◆ **Exercise prompt**
When you return the data, keep each character exactly as it appears.

◆ **Provided data**
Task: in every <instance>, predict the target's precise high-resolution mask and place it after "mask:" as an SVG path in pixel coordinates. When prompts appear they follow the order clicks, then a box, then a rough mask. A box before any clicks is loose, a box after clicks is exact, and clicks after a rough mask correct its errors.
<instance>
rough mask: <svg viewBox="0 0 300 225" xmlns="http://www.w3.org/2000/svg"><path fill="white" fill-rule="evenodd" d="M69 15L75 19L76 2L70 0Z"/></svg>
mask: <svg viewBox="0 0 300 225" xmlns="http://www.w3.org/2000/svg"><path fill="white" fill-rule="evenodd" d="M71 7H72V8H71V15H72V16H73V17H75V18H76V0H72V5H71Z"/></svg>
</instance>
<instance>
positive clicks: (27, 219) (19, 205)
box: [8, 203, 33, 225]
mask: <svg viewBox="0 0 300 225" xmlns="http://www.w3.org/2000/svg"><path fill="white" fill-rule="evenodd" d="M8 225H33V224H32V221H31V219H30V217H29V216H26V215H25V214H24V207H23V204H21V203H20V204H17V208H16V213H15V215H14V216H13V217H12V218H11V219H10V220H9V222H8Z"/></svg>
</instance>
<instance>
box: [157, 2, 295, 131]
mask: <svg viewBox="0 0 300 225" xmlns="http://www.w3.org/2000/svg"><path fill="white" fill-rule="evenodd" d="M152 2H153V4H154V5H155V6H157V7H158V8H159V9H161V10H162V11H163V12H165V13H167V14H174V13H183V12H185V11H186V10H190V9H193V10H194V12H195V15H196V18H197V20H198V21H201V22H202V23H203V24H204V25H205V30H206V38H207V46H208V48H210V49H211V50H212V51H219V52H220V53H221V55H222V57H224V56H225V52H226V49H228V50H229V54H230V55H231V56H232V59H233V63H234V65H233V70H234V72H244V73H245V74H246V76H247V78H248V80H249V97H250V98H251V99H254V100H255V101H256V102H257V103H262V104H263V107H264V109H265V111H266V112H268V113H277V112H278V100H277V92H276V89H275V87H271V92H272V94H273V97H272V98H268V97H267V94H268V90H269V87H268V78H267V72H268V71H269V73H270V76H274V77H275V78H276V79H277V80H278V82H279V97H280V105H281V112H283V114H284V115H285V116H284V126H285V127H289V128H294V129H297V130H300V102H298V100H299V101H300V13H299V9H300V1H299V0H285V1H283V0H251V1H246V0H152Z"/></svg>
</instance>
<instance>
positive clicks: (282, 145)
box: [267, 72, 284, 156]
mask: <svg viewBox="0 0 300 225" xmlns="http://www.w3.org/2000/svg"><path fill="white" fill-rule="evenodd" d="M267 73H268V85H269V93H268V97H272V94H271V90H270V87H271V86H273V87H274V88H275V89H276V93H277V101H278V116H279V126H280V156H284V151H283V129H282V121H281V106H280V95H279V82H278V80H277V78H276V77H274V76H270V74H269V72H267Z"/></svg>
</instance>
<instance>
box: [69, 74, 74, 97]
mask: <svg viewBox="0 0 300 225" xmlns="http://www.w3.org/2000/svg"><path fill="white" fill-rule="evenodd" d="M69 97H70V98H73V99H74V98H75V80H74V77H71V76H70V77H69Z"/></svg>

◆ **Written answer**
Task: in every <instance>, predict the target's precise high-resolution mask and place it after "mask:" as an SVG path in pixel coordinates. When prompts appear they follow the order clicks, then a box, then a rough mask. A box before any clicks is loose, a box after clicks is exact, and clicks after a rough mask correct its errors.
<instance>
rough mask: <svg viewBox="0 0 300 225" xmlns="http://www.w3.org/2000/svg"><path fill="white" fill-rule="evenodd" d="M69 15L75 19L76 2L70 0Z"/></svg>
mask: <svg viewBox="0 0 300 225" xmlns="http://www.w3.org/2000/svg"><path fill="white" fill-rule="evenodd" d="M71 7H72V8H71V15H72V16H73V17H75V18H76V0H72V5H71Z"/></svg>
</instance>
<instance>
positive clicks: (27, 219) (19, 205)
box: [8, 203, 33, 225]
mask: <svg viewBox="0 0 300 225" xmlns="http://www.w3.org/2000/svg"><path fill="white" fill-rule="evenodd" d="M8 225H33V224H32V221H31V219H30V217H29V216H26V215H25V214H24V207H23V204H21V203H20V204H17V208H16V213H15V215H14V216H13V217H12V218H11V219H10V220H9V222H8Z"/></svg>
</instance>
<instance>
box: [157, 2, 295, 131]
mask: <svg viewBox="0 0 300 225" xmlns="http://www.w3.org/2000/svg"><path fill="white" fill-rule="evenodd" d="M152 2H153V4H154V5H155V6H157V7H158V8H159V9H161V10H162V11H163V12H165V13H167V14H174V13H183V12H185V11H186V10H190V9H193V10H194V12H195V15H196V18H197V20H198V21H201V22H202V23H203V24H204V25H205V30H206V38H207V46H208V48H210V49H211V50H212V51H219V52H220V53H221V55H222V57H224V56H225V52H226V49H228V50H229V54H230V55H231V56H232V59H233V63H234V65H233V70H234V72H244V73H245V74H246V76H247V78H248V80H249V97H250V98H251V99H254V100H255V101H256V102H257V103H262V104H263V107H264V109H265V111H266V112H268V113H277V112H278V100H277V92H276V89H275V87H271V92H272V94H273V97H272V98H268V97H267V94H268V90H269V87H268V78H267V72H268V71H269V73H270V76H274V77H275V78H276V79H277V80H278V82H279V97H280V105H281V112H283V114H284V115H285V116H284V126H285V127H289V128H294V129H297V130H300V102H298V100H299V101H300V13H299V9H300V1H299V0H285V1H283V0H251V1H246V0H152Z"/></svg>
</instance>
<instance>
positive clicks: (282, 145)
box: [267, 72, 284, 156]
mask: <svg viewBox="0 0 300 225" xmlns="http://www.w3.org/2000/svg"><path fill="white" fill-rule="evenodd" d="M267 73H268V85H269V93H268V97H272V94H271V90H270V87H271V86H273V87H274V88H275V89H276V93H277V101H278V116H279V126H280V156H284V151H283V129H282V121H281V106H280V95H279V82H278V80H277V78H276V77H274V76H270V74H269V72H267Z"/></svg>
</instance>
<instance>
box: [69, 74, 74, 97]
mask: <svg viewBox="0 0 300 225" xmlns="http://www.w3.org/2000/svg"><path fill="white" fill-rule="evenodd" d="M69 97H70V98H73V99H74V98H75V80H74V77H71V76H70V77H69Z"/></svg>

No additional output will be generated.